Reproduce the passage on racking the slide and reassessing the target word for word, in full.

Document text.
◆ ◆ ◆ ◆ ◆

Cycle the slide to extract bad round and feed new round.


This stop is sometimes called the RACK. It refers to cycling the slide: pulling the slide all the way to the rear until it can move no further. And then letting the recoil spring do its job of feeding a new round into the chamber.


Whether the chamber is empty or the round was bad it imperative to quickly get the firearm loaded in order to continue in the gunfight. Common mistakes in this are not fully cycling the slide to the rear: “short-stroking” the slide can cause a couple common malfunctions: failure to load a new round because the slide does not come fully to the rear to pick up a new round off of the top of the magazine as the slide returns to battery (goes forward locking into place before firing) and not having enough return energy to chamber the round can fail to load the round into the chamber causing a stoppage at the feed ramp or chamber lip.


Assess the situation to see if the target still needs shooting.


This part is important. Automatically tap, rack, and bang could get you in trouble. Say your failure to fire came mid string or after the first round because the magazine became dislodged during carry and the one round or first string of fire caused the threat to go away during your immediate action and the justification for the last shot is now gone. That is something to consider. Refer to your local laws, but generally self-defense use of a firearm will be scrutinized and people have been sentenced to prison for what started out as a justified use of force and ended up no longer being reasonable and landing them in legal hot water.

◆ ◆ ◆ ◆ ◆

Data to examine.
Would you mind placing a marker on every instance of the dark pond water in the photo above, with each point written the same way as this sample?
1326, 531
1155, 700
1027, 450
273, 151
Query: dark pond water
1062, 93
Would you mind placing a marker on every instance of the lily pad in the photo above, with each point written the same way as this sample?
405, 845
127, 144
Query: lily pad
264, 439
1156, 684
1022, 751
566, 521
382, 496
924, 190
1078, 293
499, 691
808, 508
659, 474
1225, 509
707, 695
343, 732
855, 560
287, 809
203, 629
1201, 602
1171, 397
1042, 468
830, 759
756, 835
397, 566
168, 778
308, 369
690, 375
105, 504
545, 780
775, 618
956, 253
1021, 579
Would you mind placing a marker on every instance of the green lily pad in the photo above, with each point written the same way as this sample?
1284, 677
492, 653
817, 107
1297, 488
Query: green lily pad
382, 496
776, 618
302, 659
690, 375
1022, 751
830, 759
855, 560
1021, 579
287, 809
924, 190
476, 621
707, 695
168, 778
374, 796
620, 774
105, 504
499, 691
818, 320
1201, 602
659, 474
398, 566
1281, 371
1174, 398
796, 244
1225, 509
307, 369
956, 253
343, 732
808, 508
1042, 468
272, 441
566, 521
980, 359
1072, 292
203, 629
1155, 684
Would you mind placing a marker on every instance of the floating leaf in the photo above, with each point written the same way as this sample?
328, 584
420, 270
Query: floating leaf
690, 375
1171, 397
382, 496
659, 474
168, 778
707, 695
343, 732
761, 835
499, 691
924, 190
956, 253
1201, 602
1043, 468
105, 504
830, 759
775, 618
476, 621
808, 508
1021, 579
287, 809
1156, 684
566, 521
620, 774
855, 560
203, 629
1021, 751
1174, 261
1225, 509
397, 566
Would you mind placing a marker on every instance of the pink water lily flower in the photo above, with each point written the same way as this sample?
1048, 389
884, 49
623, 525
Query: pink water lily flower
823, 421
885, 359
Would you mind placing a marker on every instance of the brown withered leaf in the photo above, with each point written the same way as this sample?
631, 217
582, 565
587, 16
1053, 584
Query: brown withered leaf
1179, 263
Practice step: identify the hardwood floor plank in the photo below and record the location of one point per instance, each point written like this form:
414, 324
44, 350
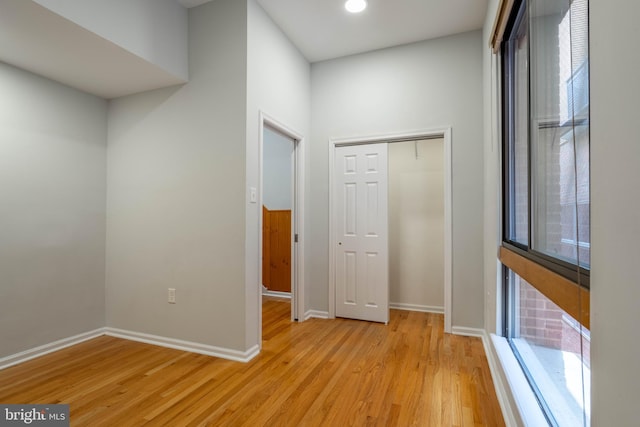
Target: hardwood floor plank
315, 373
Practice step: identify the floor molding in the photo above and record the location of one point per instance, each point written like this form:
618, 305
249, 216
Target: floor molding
26, 355
193, 347
416, 307
317, 314
276, 294
503, 390
468, 332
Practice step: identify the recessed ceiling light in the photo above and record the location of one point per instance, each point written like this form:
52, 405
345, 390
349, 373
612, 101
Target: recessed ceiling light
355, 6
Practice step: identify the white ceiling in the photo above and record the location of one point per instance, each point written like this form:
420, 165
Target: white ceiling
323, 29
35, 39
38, 40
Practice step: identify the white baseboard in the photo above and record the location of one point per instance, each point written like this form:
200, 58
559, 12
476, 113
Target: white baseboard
468, 332
26, 355
503, 391
317, 314
276, 294
416, 307
193, 347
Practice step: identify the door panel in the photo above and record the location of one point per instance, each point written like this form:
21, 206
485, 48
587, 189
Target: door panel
360, 201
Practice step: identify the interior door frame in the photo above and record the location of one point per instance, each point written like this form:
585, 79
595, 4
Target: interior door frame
445, 134
297, 216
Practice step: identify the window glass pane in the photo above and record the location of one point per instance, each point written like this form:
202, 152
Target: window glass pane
560, 129
518, 162
555, 350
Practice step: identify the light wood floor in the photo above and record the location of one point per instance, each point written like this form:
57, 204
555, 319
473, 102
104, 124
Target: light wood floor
315, 373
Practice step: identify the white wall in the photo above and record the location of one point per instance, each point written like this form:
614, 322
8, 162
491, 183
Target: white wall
615, 203
416, 223
155, 30
276, 171
278, 84
52, 211
424, 85
176, 193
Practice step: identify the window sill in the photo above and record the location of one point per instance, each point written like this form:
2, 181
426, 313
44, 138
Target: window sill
526, 403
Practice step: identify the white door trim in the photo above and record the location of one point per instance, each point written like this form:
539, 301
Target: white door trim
297, 249
444, 133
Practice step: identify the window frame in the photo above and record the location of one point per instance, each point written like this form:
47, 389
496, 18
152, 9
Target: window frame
574, 272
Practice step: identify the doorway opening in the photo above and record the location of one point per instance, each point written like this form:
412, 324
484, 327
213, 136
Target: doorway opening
416, 225
281, 217
336, 199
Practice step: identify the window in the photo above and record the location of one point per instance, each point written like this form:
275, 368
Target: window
546, 238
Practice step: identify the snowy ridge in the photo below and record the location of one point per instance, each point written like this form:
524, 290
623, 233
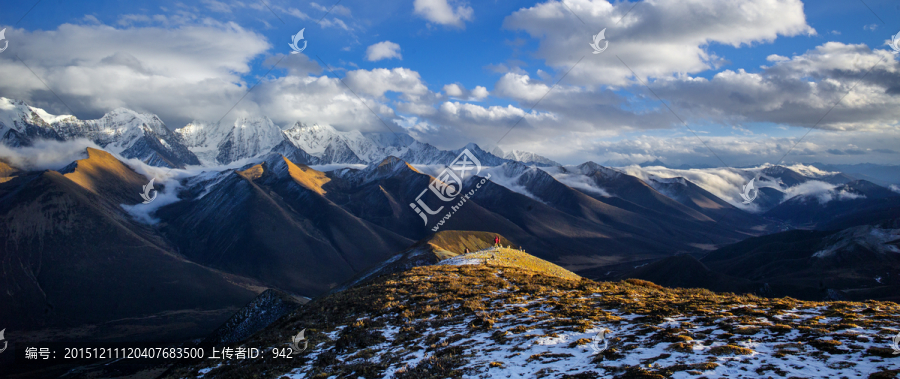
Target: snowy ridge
121, 131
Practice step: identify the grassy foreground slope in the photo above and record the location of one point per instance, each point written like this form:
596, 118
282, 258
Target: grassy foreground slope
500, 320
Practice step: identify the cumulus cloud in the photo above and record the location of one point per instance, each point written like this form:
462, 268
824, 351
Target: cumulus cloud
383, 50
443, 12
457, 91
46, 155
656, 39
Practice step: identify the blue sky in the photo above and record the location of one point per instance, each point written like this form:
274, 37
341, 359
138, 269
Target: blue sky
719, 74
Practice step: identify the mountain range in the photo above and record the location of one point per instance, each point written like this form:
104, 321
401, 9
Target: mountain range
144, 136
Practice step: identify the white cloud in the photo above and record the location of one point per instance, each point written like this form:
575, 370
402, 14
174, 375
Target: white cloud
383, 50
457, 91
443, 13
656, 39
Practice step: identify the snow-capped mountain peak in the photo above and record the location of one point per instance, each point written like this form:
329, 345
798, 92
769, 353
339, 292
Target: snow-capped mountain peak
248, 138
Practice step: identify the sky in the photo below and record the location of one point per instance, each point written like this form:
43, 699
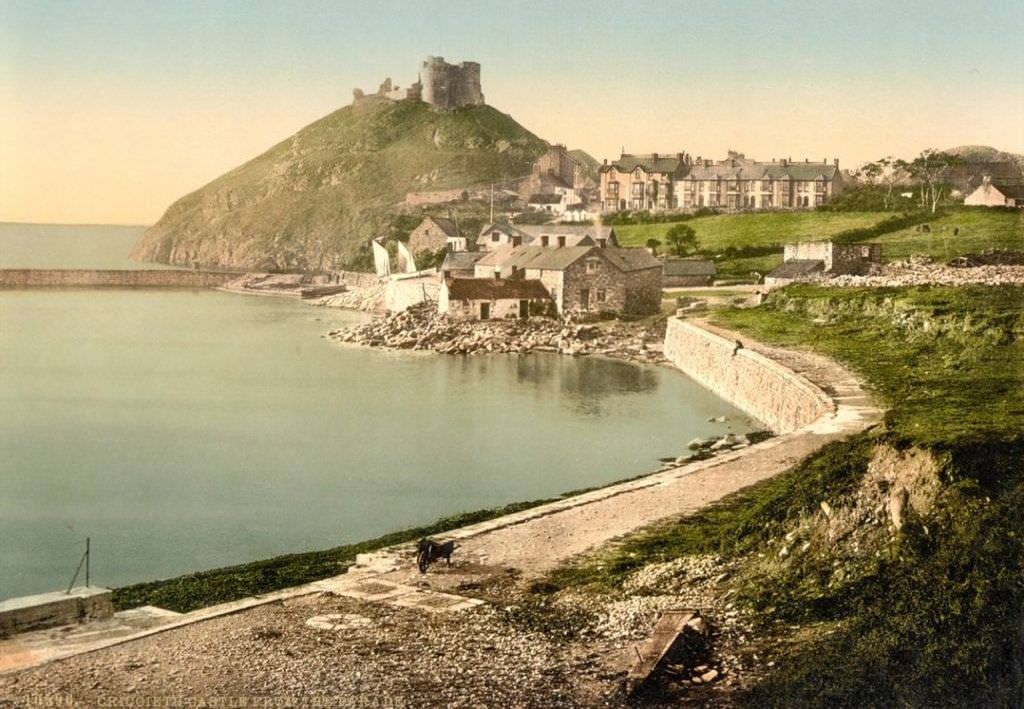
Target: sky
112, 110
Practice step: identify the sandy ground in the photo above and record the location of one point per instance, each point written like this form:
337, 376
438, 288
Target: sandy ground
322, 645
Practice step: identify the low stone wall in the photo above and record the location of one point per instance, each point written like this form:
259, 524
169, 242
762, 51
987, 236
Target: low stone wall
58, 278
765, 389
49, 610
402, 294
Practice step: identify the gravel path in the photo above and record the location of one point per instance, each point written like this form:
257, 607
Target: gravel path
365, 654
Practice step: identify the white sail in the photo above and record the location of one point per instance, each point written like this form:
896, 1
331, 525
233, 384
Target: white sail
382, 261
406, 256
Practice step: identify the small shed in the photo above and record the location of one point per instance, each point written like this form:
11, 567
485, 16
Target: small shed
493, 298
687, 272
991, 194
796, 269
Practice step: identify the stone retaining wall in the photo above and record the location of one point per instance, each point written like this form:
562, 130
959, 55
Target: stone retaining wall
50, 610
775, 395
54, 278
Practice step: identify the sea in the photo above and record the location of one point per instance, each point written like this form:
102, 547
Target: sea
183, 429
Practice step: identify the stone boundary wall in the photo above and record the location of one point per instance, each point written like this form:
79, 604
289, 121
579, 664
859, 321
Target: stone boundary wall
767, 390
54, 278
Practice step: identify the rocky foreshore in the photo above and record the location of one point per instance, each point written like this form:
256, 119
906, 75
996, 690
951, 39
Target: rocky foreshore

◆ ◆ ◆ ◆ ◆

Response area.
Cycle the slide to extract bad round and feed new round.


This stop is sometimes called the RACK. It refers to cycling the slide: pulling the slide all the way to the rear until it can move no further. And then letting the recoil spring do its job of feeding a new round into the chamber.


Whether the chamber is empty or the round was bad it imperative to quickly get the firearm loaded in order to continue in the gunfight. Common mistakes in this are not fully cycling the slide to the rear: “short-stroking” the slide can cause a couple common malfunctions: failure to load a new round because the slide does not come fully to the rear to pick up a new round off of the top of the magazine as the slide returns to battery (goes forward locking into place before firing) and not having enough return energy to chamber the round can fail to load the round into the chamber causing a stoppage at the feed ramp or chamber lip.


Assess the situation to see if the target still needs shooting.


This part is important. Automatically tap, rack, and bang could get you in trouble. Say your failure to fire came mid string or after the first round because the magazine became dislodged during carry and the one round or first string of fire caused the threat to go away during your immediate action and the justification for the last shot is now gone. That is something to consider. Refer to your local laws, but generally self-defense use of a firearm will be scrutinized and people have been sentenced to prison for what started out as a justified use of force and ended up no longer being reasonable and landing them in legal hot water.